● **任务说明 1**: 抄录关于 StorageMemoryPool 的原文中从“MemoryStore用于存储block的内存信息。”到“block (in bytes)”之间的内容，首尾两处都包括在内。
● **任务说明 2**:
请根据关于 StorageMemoryPool 的原文回答以下问题：
(a) 配置项 spark.storage.unrollMemoryThreshold 的默认值写作什么？
(b) entries 被声明为哪种类型？
(c) 在 _memoryStore 为 null 时访问 memoryStore，会抛出什么异常？
● **任务说明 3**: 接着关于 StorageMemoryPool 的原文结尾往下续写。

● **原文**:
------------

2.  StorageMemoryPool

存储内存的管理与计算内存管理基本类似,它有一个重要的数据结构:_memoryStore

@GuardedBy("lock")
private[this] var _memoryUsed: Long = 0L

override def memoryUsed: Long = lock.synchronized {
  _memoryUsed
}

private var _memoryStore: MemoryStore = _
def memoryStore: MemoryStore = {
  if (_memoryStore == null) {
    throw new IllegalStateException("memory store not initialized yet")
  }
  _memoryStore
}

/**
 * Set the [[MemoryStore]] used by this manager to evict cached blocks.
 * This must be set after construction due to initialization ordering constraints.
 */
final def setMemoryStore(store: MemoryStore): Unit = {
  _memoryStore = store
}
/**
 * Stores blocks in memory, either as Arrays of deserialized Java objects or as
 * serialized ByteBuffers.
 */
private[spark] class MemoryStore(
    conf: SparkConf,
    blockInfoManager: BlockInfoManager,
    serializerManager: SerializerManager,
    memoryManager: MemoryManager,
    blockEvictionHandler: BlockEvictionHandler)

MemoryStore用于存储block的内存信息。

它有几个数据结构:

// Note: all changes to memory allocations, notably putting blocks, evicting blocks, and
// acquiring or releasing unroll memory, must be synchronized on `memoryManager`!
// 记录block 和 内存
private val entries = new LinkedHashMap[BlockId, MemoryEntry[_]](32, 0.75f, true)

// A mapping from taskAttemptId to amount of memory used for unrolling a block (in bytes)
// All accesses of this map are assumed to have manually synchronized on `memoryManager`
private val onHeapUnrollMemoryMap = mutable.HashMap[Long, Long]()
// Note: off-heap unroll memory is only used in putIteratorAsBytes() because off-heap caching
// always stores serialized values.
private val offHeapUnrollMemoryMap = mutable.HashMap[Long, Long]()

// Initial memory to request before unrolling any block
private val unrollMemoryThreshold: Long =
  conf.getLong("spark.storage.unrollMemoryThreshold", 1024 * 1024)

2.1 内存获取

/**
 * Acquire N bytes of memory to cache the given block, evicting existing ones if necessary.
 *
 * @return whether all N bytes were successfully granted.
 */
def acquireMemory(blockId: BlockId, numBytes: Long): Boolean = lock.synchronized {
  val numBytesToFree = math.max(0, numBytes - memoryFree)
  acquireMemory(blockId, numBytes, numBytesToFree)
}

/**
 * Acquire N bytes of storage memory for the given block, evicting existing ones if necessary.
 *
 * @param blockId the ID of the block we are acquiring storage memory for
 * @param numBytesToAcquire the size of this block
 * @param numBytesToFree the amount of space to be freed through evicting blocks
 * @return whether all N bytes were successfully granted.
 */
def acquireMemory(
    blockId: BlockId,
    numBytesToAcquire: Long,
    numBytesToFree: Long): Boolean = lock.synchronized {
  assert(numBytesToAcquire >= 0)

------------

● **给定材料**:

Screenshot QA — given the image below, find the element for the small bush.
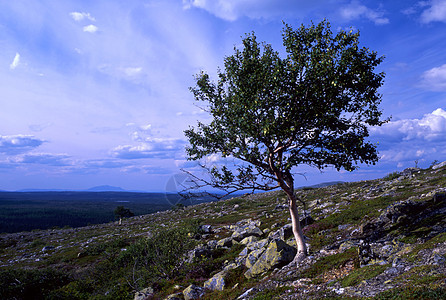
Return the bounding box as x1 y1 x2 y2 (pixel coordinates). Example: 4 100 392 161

------------

● **任务结果 1**:
MemoryStore用于存储block的内存信息。

它有几个数据结构:

// Note: all changes to memory allocations, notably putting blocks, evicting blocks, and
// acquiring or releasing unroll memory, must be synchronized on `memoryManager`!
// 记录block 和 内存
private val entries = new LinkedHashMap[BlockId, MemoryEntry[_]](32, 0.75f, true)

// A mapping from taskAttemptId to amount of memory used for unrolling a block (in bytes)

● **任务结果 2**:
(a) 1024 * 1024
(b) LinkedHashMap[BlockId, MemoryEntry[_]]
(c) IllegalStateException，信息为 "memory store not initialized yet"

● **任务结果 3**:
  assert(numBytesToFree >= 0)
  assert(memoryUsed <= poolSize)
  if (numBytesToFree > 0) {
    // 调用memoryStore 的方法移除一些block,释放空间
    memoryStore.evictBlocksToFreeSpace(Some(blockId), numBytesToFree, memoryMode)
  }
  // NOTE: If the memory store evicts blocks, then those evictions will synchronously call
  // back into this StorageMemoryPool in order to free memory. Therefore, these variables
  // should have been updated.
  val enoughMemory = numBytesToAcquire <= memoryFree
  if (enoughMemory) {
    _memoryUsed += numBytesToAcquire
  }
  // 返回空间是否足够
  enoughMemory
}

看一下 memoryStore.evictBlocksToFreeSpace方法:

内部嵌套了两个方法。一个用于判断block是否可以移除, 一个用于删除block

/**
 * Try to evict blocks to free up a given amount of space to store a particular block.
 * Can fail if either the block is bigger than our memory or it would require replacing
 * another block from the same RDD (which leads to a wasteful cyclic replacement pattern for
 * RDDs that don't fit into memory that we want to avoid).
 *
 * @param blockId the ID of the block we are freeing space for, if any
 * @param space the size of this block
 * @param memoryMode the type of memory to free (on- or off-heap)
 * @return the amount of memory (in bytes) freed by eviction
 */
private[spark] def evictBlocksToFreeSpace(
    blockId: Option[BlockId],
    space: Long,
    memoryMode: MemoryMode): Long = {
  assert(space > 0)
  memoryManager.synchronized {
    var freedMemory = 0L
    val rddToAdd = blockId.flatMap(getRddId)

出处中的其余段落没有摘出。